■ THE PROBLEM:
Which lines run from the line containing "the green plant" through the end of the records below? Reproduce them exactly, and nothing else.

■ EXERCISE DATA:
------------------------------

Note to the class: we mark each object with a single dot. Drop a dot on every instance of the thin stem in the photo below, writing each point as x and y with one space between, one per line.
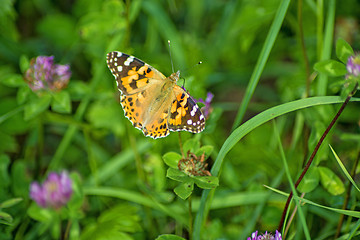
180 144
347 197
138 161
291 218
306 168
303 48
67 230
190 218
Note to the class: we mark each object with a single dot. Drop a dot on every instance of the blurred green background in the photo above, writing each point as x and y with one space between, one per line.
98 145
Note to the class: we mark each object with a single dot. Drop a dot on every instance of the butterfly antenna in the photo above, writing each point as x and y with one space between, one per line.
200 62
172 65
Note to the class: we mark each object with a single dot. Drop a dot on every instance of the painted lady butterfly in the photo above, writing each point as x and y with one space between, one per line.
152 102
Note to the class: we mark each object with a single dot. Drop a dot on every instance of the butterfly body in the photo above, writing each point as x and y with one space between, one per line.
152 102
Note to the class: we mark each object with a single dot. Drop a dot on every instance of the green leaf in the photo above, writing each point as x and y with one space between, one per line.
24 63
331 68
310 180
184 190
343 50
37 106
40 214
177 175
7 143
330 181
61 102
249 126
78 89
5 218
206 182
4 166
205 149
13 80
344 169
191 145
23 94
172 159
10 202
19 179
169 237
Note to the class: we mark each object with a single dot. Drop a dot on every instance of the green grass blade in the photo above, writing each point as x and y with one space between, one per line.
344 169
328 44
353 231
247 127
350 213
291 183
264 55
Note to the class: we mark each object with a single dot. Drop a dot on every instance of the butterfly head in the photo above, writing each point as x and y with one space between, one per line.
175 76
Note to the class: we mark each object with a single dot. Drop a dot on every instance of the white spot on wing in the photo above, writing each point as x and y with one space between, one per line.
129 60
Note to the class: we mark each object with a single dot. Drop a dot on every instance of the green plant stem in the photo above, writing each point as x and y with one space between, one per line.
347 197
11 113
291 218
190 218
262 59
303 48
138 161
180 145
306 168
67 230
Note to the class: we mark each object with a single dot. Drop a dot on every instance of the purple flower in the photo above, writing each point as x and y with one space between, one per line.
207 108
54 192
353 65
44 74
265 236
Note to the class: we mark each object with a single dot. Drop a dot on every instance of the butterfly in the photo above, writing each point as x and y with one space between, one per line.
153 103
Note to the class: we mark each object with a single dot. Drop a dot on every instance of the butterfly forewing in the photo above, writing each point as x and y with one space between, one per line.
142 97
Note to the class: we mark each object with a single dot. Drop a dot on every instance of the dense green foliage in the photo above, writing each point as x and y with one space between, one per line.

------------------------------

■ SOLUTION:
Note to the class: we mark each object with a single dot. Drop a dot on every instance of the green plant stem in the photo above, writing each point as x and y with one space between, one per line.
347 197
11 113
291 218
190 218
262 59
303 48
138 161
180 145
306 168
67 230
Note to the class: we mark each object with a single dot. Drop a dot on every instance of the purple flower in the photo above, writing each point as x and y with one space between, one per line.
207 108
54 192
353 65
44 74
265 236
Note to the class: we mark each object with a single dot. Drop a dot on every instance of the butterfly in the photo above, writing each point as x and y with one space between, one per line.
153 103
Note to the class: we mark each object with a single dot. Drop a dot on every instance of the butterfly forewing in the photo above, writing each point as x and y with one space between, one per line.
142 97
Note to the class: we mark each object with a single dot. Drop a dot on every instance of the dense green foliage in the photo above, writing each point as x and y with one space between, one per line.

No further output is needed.